Task description: Scan the records for the word "below". Report each line where it occurs.

(Records drawn from a dataset)
<<<<

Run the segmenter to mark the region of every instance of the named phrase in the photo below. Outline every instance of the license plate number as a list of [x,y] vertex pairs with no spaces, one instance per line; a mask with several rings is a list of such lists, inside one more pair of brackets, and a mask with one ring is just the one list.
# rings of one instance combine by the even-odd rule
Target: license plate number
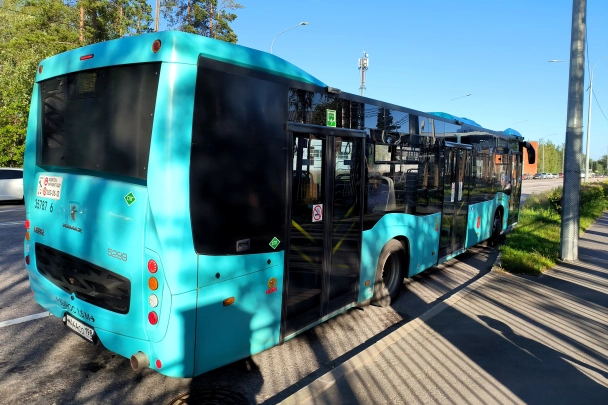
[[78,336],[88,340],[91,343],[95,343],[95,329],[75,318],[72,318],[69,315],[64,315],[63,322],[65,323],[65,326],[74,331]]

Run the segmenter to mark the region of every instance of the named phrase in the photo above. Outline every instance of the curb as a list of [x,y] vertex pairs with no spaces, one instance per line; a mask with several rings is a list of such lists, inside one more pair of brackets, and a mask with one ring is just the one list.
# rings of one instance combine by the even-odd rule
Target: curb
[[[492,267],[495,265],[496,263],[493,264]],[[441,311],[445,310],[446,308],[449,308],[450,306],[454,305],[455,303],[466,297],[471,292],[475,291],[477,288],[481,287],[488,281],[488,276],[491,274],[491,271],[484,274],[477,281],[469,284],[468,286],[458,291],[456,294],[452,295],[445,301],[442,301],[433,308],[429,309],[424,314],[420,315],[418,318],[401,326],[399,329],[390,333],[388,336],[385,336],[378,342],[363,350],[361,353],[353,356],[352,358],[337,366],[333,370],[323,374],[321,377],[317,378],[315,381],[313,381],[306,387],[301,388],[295,394],[289,396],[285,400],[281,401],[279,404],[295,405],[321,394],[323,391],[333,386],[341,378],[373,361],[385,349],[397,343],[399,340],[405,338],[407,335],[416,330],[420,325],[424,324],[426,321],[439,314]]]

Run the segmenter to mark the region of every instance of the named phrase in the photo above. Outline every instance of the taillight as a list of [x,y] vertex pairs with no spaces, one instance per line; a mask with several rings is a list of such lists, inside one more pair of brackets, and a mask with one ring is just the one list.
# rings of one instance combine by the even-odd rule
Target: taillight
[[156,273],[158,271],[158,264],[152,259],[148,260],[148,271],[150,273]]
[[150,304],[150,306],[152,308],[156,308],[158,306],[158,297],[156,295],[154,295],[154,294],[151,294],[148,297],[148,304]]
[[29,219],[25,220],[25,229],[30,229],[30,220]]
[[30,240],[30,233],[29,232],[25,233],[25,240],[27,240],[27,241]]
[[158,315],[156,312],[152,311],[148,314],[148,322],[152,325],[156,325],[158,323]]
[[160,39],[157,39],[156,41],[152,42],[152,52],[158,52],[160,50],[160,45]]
[[152,291],[158,289],[158,280],[156,279],[156,277],[150,277],[148,279],[148,287],[150,287]]
[[160,360],[156,360],[156,368],[161,368],[163,366],[163,363],[160,362]]
[[80,60],[93,59],[93,56],[95,56],[95,55],[94,54],[84,55],[84,56],[80,57]]
[[30,256],[29,255],[25,256],[25,264],[27,264],[28,266],[30,264]]

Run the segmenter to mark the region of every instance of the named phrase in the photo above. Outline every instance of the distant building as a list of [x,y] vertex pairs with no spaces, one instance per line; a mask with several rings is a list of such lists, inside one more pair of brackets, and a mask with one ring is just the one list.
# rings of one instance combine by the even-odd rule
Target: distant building
[[524,148],[524,167],[523,174],[536,174],[538,173],[538,141],[530,141],[536,152],[536,162],[534,164],[528,163],[528,151]]

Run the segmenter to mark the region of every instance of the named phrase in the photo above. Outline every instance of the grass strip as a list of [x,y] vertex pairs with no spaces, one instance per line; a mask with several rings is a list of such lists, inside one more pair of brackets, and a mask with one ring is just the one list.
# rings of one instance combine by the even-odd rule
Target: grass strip
[[[517,226],[501,251],[502,268],[510,273],[538,276],[559,260],[562,187],[532,194],[523,204]],[[608,209],[608,183],[581,186],[580,232]]]

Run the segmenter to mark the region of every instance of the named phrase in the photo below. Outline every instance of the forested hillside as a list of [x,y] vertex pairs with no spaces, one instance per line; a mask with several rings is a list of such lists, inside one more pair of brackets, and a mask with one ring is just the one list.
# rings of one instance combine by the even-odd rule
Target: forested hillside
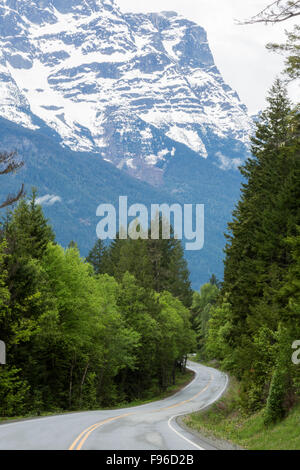
[[[200,355],[241,382],[240,405],[262,408],[266,424],[299,399],[300,120],[278,79],[241,167],[241,199],[228,225],[221,293],[194,297]],[[208,290],[207,290],[208,289]],[[216,299],[217,297],[217,299]]]
[[64,250],[36,203],[1,223],[0,416],[95,409],[151,397],[194,348],[191,290],[176,240]]

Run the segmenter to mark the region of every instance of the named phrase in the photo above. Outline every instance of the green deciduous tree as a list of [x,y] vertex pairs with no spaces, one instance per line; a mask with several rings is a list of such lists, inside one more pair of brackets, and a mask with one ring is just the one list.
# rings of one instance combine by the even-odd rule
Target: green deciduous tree
[[205,344],[211,309],[215,305],[220,293],[215,282],[217,280],[213,279],[213,283],[204,284],[200,292],[194,292],[193,294],[192,319],[193,326],[197,332],[198,353],[202,359],[206,358]]
[[75,242],[55,244],[36,201],[33,191],[1,225],[10,364],[0,371],[0,414],[95,409],[164,390],[194,347],[187,308],[162,291],[180,297],[188,286],[179,246],[157,249],[173,267],[155,284],[145,240],[117,239],[108,250],[98,242],[83,259]]

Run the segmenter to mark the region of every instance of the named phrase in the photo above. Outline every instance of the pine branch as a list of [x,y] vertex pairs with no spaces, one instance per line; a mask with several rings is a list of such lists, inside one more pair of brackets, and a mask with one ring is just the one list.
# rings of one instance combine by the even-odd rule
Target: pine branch
[[12,204],[14,204],[15,202],[17,202],[22,196],[24,196],[25,194],[25,191],[24,191],[24,184],[22,184],[22,187],[20,189],[20,191],[18,192],[18,194],[16,195],[13,195],[13,194],[9,194],[7,196],[7,199],[5,202],[3,202],[1,205],[0,205],[0,209],[3,209],[4,207],[7,207],[7,206],[11,206]]
[[[24,162],[16,161],[16,152],[2,152],[0,153],[0,175],[7,175],[14,171],[19,170],[24,165]],[[0,209],[11,206],[24,196],[24,184],[17,194],[9,194],[6,200],[0,204]]]
[[[285,4],[284,4],[285,3]],[[239,25],[254,23],[280,23],[300,15],[300,0],[276,0],[249,20],[237,21]]]
[[18,170],[23,165],[24,162],[16,161],[16,152],[0,153],[0,175],[7,175],[8,173]]

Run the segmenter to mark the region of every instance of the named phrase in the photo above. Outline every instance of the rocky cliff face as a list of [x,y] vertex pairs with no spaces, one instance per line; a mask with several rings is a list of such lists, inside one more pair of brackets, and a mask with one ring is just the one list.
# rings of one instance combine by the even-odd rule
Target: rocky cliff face
[[154,183],[178,143],[223,169],[245,153],[245,106],[215,66],[205,30],[174,12],[3,0],[0,46],[0,115],[31,129],[41,120],[72,150]]

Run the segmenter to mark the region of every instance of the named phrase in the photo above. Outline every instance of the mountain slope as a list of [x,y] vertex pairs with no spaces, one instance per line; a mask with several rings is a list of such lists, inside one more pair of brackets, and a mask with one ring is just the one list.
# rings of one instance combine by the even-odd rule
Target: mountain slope
[[[48,132],[49,134],[51,131]],[[214,272],[222,277],[223,232],[238,198],[239,175],[226,172],[202,161],[192,151],[178,165],[185,168],[181,176],[175,159],[168,167],[162,189],[114,168],[95,155],[74,152],[61,147],[56,139],[39,131],[23,128],[0,118],[0,151],[16,150],[25,166],[16,175],[1,176],[0,200],[14,193],[25,182],[27,194],[32,186],[46,216],[50,219],[57,240],[67,246],[75,240],[81,254],[86,256],[96,240],[99,204],[111,203],[118,208],[119,195],[127,195],[129,205],[205,203],[205,245],[201,251],[187,251],[193,287],[198,289]],[[183,147],[183,146],[182,146]],[[188,164],[187,164],[188,163]]]

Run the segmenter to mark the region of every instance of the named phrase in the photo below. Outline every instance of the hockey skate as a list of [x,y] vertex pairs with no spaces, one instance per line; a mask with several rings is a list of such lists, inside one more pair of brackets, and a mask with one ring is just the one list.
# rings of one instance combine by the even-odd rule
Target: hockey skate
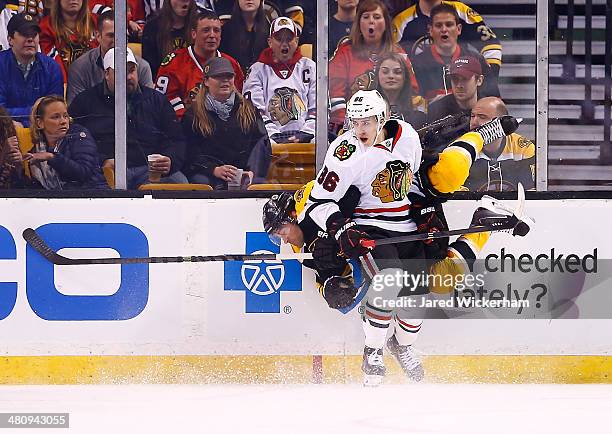
[[365,347],[363,349],[363,385],[367,387],[379,386],[385,378],[385,362],[382,348]]
[[393,354],[397,363],[402,367],[408,378],[412,381],[421,381],[425,376],[423,364],[419,356],[412,350],[411,345],[400,345],[395,335],[387,340],[387,348]]
[[509,232],[514,236],[524,237],[534,226],[535,221],[525,215],[525,190],[519,184],[518,206],[512,209],[491,196],[483,196],[479,207],[474,211],[470,226],[489,226],[507,228],[501,232]]
[[522,120],[509,115],[501,116],[475,128],[474,131],[480,133],[485,144],[492,143],[515,132]]

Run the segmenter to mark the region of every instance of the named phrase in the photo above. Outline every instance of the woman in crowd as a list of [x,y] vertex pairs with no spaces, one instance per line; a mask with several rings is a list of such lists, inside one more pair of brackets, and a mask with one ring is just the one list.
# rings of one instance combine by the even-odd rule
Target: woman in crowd
[[[329,64],[330,128],[336,132],[344,123],[346,102],[358,90],[374,89],[374,67],[381,56],[404,53],[393,43],[391,17],[380,0],[361,0],[350,38],[340,44]],[[414,93],[418,85],[412,65],[406,57],[410,84]]]
[[191,23],[197,14],[195,0],[166,0],[147,21],[142,34],[142,57],[151,65],[153,78],[168,54],[191,44]]
[[55,0],[40,22],[40,49],[62,68],[64,83],[72,62],[98,46],[96,15],[86,0]]
[[213,57],[204,65],[204,81],[183,117],[187,151],[183,173],[189,181],[227,188],[239,170],[247,183],[262,182],[272,158],[261,115],[234,85],[229,60]]
[[21,186],[21,162],[15,126],[7,111],[0,107],[0,189]]
[[269,34],[263,0],[236,0],[232,18],[223,25],[219,50],[236,59],[246,73],[268,48]]
[[414,108],[413,104],[422,98],[413,95],[405,58],[406,55],[400,53],[383,54],[374,72],[374,87],[389,103],[391,119],[401,119],[419,129],[425,124],[426,116]]
[[30,173],[46,190],[108,188],[96,142],[87,128],[70,125],[64,99],[39,98],[32,107],[30,131],[34,147],[24,154]]

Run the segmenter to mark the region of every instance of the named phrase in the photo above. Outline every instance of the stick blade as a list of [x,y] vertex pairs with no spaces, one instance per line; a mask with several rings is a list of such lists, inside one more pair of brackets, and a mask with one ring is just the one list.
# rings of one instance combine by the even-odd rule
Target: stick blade
[[29,246],[55,265],[69,265],[71,263],[70,259],[58,255],[53,249],[51,249],[51,247],[49,247],[47,243],[40,238],[34,229],[27,228],[21,235]]

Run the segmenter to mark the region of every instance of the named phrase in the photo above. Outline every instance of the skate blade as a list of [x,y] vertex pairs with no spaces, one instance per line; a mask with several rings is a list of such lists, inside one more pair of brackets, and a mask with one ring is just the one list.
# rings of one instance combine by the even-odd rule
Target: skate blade
[[363,376],[363,385],[365,387],[378,387],[383,382],[382,375],[364,375]]

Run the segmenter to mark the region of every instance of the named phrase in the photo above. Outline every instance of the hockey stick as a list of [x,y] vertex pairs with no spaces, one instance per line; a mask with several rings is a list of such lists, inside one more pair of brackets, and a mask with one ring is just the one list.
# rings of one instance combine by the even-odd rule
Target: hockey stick
[[92,258],[73,259],[58,254],[47,245],[34,229],[23,231],[23,239],[49,262],[55,265],[92,264],[169,264],[178,262],[218,261],[287,261],[291,259],[312,259],[311,253],[259,254],[259,255],[212,255],[212,256],[152,256],[147,258]]
[[[435,240],[437,238],[447,238],[454,235],[466,235],[466,234],[477,234],[481,232],[498,232],[506,231],[509,229],[517,228],[516,235],[525,236],[527,232],[523,232],[523,227],[519,229],[519,225],[522,223],[521,218],[525,212],[525,189],[521,183],[518,184],[518,203],[516,209],[511,216],[504,222],[493,222],[491,225],[479,225],[471,226],[465,229],[453,229],[451,231],[442,232],[427,232],[420,234],[403,235],[401,237],[383,238],[380,240],[362,240],[361,245],[369,249],[373,249],[376,246],[382,246],[385,244],[398,244],[406,243],[410,241],[421,241],[421,240]],[[529,231],[529,227],[526,228]]]

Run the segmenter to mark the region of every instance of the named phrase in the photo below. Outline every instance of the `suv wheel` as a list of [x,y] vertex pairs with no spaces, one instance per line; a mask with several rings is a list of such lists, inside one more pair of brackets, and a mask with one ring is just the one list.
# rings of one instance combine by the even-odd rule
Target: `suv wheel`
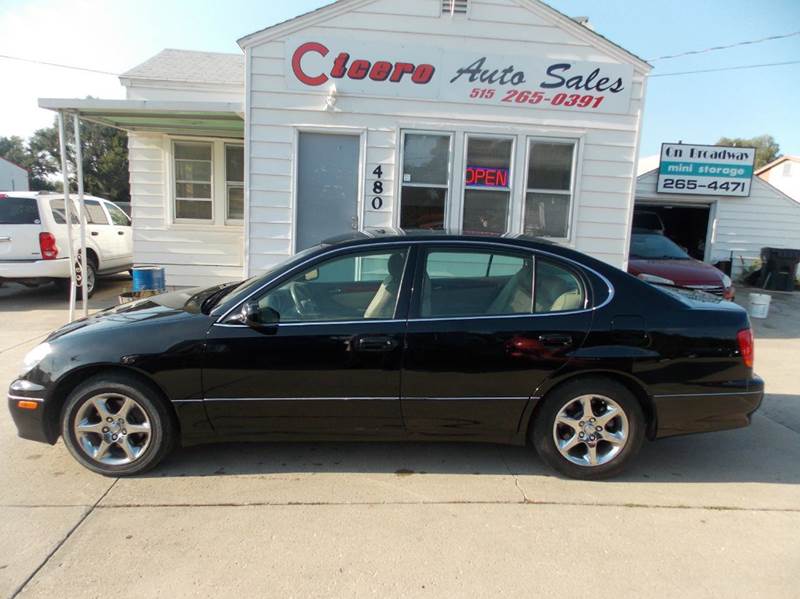
[[76,388],[64,407],[61,434],[78,462],[106,476],[153,468],[175,438],[158,392],[124,374],[101,374]]
[[570,478],[616,476],[642,446],[642,408],[616,381],[576,380],[557,387],[543,401],[531,441],[548,465]]
[[[80,300],[82,297],[83,285],[83,271],[81,269],[80,260],[75,261],[75,297]],[[69,293],[70,279],[58,279],[57,285],[61,287],[66,293]],[[86,261],[86,295],[92,297],[94,295],[95,284],[97,283],[97,265],[94,260],[89,258]]]

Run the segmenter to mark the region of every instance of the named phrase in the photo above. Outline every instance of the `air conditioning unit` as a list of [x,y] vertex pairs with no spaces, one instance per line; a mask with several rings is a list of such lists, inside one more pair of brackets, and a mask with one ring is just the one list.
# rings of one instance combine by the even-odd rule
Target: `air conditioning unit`
[[443,15],[465,15],[469,0],[442,0]]

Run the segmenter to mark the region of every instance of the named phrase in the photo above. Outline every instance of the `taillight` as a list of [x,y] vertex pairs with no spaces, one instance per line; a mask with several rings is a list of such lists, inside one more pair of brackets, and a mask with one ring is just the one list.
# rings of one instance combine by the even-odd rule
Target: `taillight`
[[755,357],[755,347],[753,345],[753,331],[751,329],[744,329],[736,333],[736,340],[739,342],[739,352],[742,354],[744,365],[748,368],[753,367],[753,358]]
[[39,233],[39,249],[42,250],[42,258],[45,260],[58,258],[56,236],[52,233]]

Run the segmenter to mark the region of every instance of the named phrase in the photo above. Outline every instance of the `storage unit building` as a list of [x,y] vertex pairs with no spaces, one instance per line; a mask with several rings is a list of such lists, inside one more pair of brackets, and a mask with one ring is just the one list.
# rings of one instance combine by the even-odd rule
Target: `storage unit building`
[[0,191],[28,191],[28,171],[0,157]]
[[659,214],[666,235],[695,258],[732,260],[734,278],[753,267],[763,247],[800,247],[800,202],[759,177],[747,197],[657,193],[657,179],[658,169],[639,176],[637,210]]

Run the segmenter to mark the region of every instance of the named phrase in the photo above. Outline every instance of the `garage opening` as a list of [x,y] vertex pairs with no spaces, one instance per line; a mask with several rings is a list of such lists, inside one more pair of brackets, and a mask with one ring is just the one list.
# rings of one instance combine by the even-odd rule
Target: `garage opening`
[[633,226],[645,229],[663,227],[664,235],[685,248],[692,258],[705,260],[709,213],[710,206],[708,205],[686,206],[636,202]]

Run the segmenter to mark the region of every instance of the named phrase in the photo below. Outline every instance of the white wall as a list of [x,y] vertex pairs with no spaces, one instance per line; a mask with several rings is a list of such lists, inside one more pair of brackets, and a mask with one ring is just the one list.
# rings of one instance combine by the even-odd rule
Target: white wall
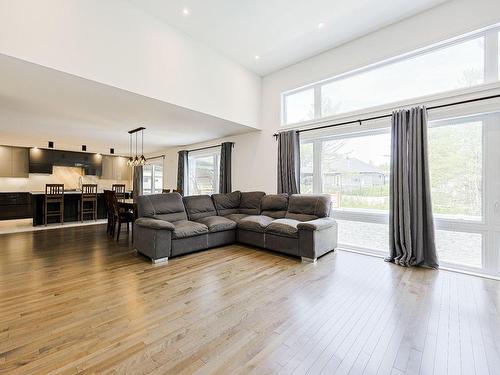
[[0,53],[252,127],[261,79],[120,0],[0,0]]
[[[234,187],[276,192],[277,144],[272,134],[280,129],[283,91],[498,22],[500,1],[454,0],[264,77],[261,131],[231,138],[236,142]],[[166,165],[167,183],[175,185],[176,159],[171,157]]]
[[[275,191],[275,184],[266,181],[265,175],[255,173],[262,168],[261,159],[255,154],[256,149],[262,149],[262,141],[266,140],[260,131],[251,133],[214,139],[210,142],[197,143],[185,147],[173,147],[165,150],[164,161],[164,188],[177,188],[177,152],[180,150],[195,149],[198,147],[207,147],[219,145],[221,142],[234,142],[232,153],[232,175],[233,190],[263,190],[267,193]],[[275,161],[269,161],[275,162]],[[252,178],[249,178],[252,174]]]

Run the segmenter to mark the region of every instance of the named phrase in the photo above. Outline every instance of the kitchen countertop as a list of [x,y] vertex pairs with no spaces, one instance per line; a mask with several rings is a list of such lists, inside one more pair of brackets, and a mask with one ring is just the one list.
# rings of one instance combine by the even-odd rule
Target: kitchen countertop
[[[44,195],[45,191],[31,191],[32,195]],[[125,193],[131,194],[131,191],[125,191]],[[64,194],[82,194],[81,190],[65,190]],[[104,194],[104,190],[98,190],[97,194]]]

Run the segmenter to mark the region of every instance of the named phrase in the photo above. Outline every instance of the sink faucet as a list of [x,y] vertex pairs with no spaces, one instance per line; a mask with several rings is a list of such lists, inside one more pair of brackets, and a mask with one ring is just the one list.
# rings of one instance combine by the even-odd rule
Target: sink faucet
[[78,190],[82,190],[83,176],[78,177]]

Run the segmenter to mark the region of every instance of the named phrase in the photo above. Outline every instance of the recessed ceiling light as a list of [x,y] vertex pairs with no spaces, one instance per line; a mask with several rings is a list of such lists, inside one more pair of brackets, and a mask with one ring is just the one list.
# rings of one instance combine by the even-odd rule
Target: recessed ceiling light
[[185,16],[189,16],[189,14],[190,14],[190,13],[191,13],[191,12],[189,11],[189,9],[188,9],[188,8],[184,8],[184,9],[182,10],[182,14],[184,14]]
[[325,26],[323,22],[318,23],[318,29],[322,29]]
[[259,55],[255,55],[255,60],[258,60],[260,59],[260,56]]

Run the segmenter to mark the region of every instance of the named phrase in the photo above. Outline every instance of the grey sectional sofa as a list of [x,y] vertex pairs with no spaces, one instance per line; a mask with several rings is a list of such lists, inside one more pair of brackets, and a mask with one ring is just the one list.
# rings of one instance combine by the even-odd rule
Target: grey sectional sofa
[[154,263],[235,242],[315,262],[337,247],[328,195],[263,192],[138,197],[134,247]]

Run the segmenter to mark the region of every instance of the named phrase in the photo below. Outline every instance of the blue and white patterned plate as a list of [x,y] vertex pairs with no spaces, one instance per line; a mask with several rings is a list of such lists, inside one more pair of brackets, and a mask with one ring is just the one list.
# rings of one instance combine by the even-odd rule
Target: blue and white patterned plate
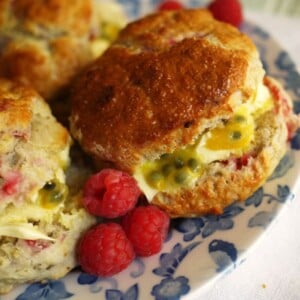
[[[131,16],[155,9],[159,0],[119,1]],[[201,1],[185,1],[186,6]],[[283,83],[300,112],[300,76],[286,51],[263,29],[245,22],[241,28],[256,43],[267,73]],[[191,299],[207,283],[233,270],[266,233],[274,219],[294,199],[300,167],[300,130],[268,182],[244,203],[235,203],[221,216],[181,219],[160,254],[136,259],[111,278],[82,273],[48,283],[24,285],[1,300],[177,300]]]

>>>>

Solution:
Run the segmenter to mark the region of every instance of the named phrase in the photo below. Outline every instance of the license plate number as a list of [x,y] vertex pairs with no spaces, one instance per line; a mask with several rings is a list of such lists, inside one more pair of brackets, and a mask with one ring is just the one list.
Run the segmenter to mark the region of every instance of the named phrase in the photo below. Outline every instance of the forested hillside as a list of [x,y] vertex pairs with no spaces, one instance per line; a mask with several rings is a list of such lists, inside one more pair of brackets, and a mask with one ring is just the one list.
Run the segmenter to mark the region of every instance of the named phrase in the photo below. Outline every instance of the hockey skate as a list of [x,y] vertex pairs with no spaces, one instance per line; a mask with several rings is a list of such lists, inside one more pair of brackets, and a mask with one ring is just the one list.
Run the segmenter to mark the region of every instance of the named phrase in the photo below. Outline every instance of the `suv wheel` as a list of [x,y] vertex pairs with no spaces, one instance per line; a mask with several rings is a list of such lists, inside one more pair of brackets, and a mask with one ring is just the one list.
Run the segmenter to mark the region of every instance of the named phrase in the photo below. Outline every instance of the white wall as a list of [x,y] vertex pairs with no spaces, one instance per line; a mask with several rings is a list of such lists, inside one more pair of brackets, and a mask with one ring is just the one list.
Run the segmenter to mark the region of every instance of the named phrase in the photo below. Outline every instance of the blue and white patterned plate as a list of [x,y] vertex pairs with no spaces, one instance per line; a mask with several rings is a list of such lists, inside one more pair of brackets, and a mask with one ring is just the one list.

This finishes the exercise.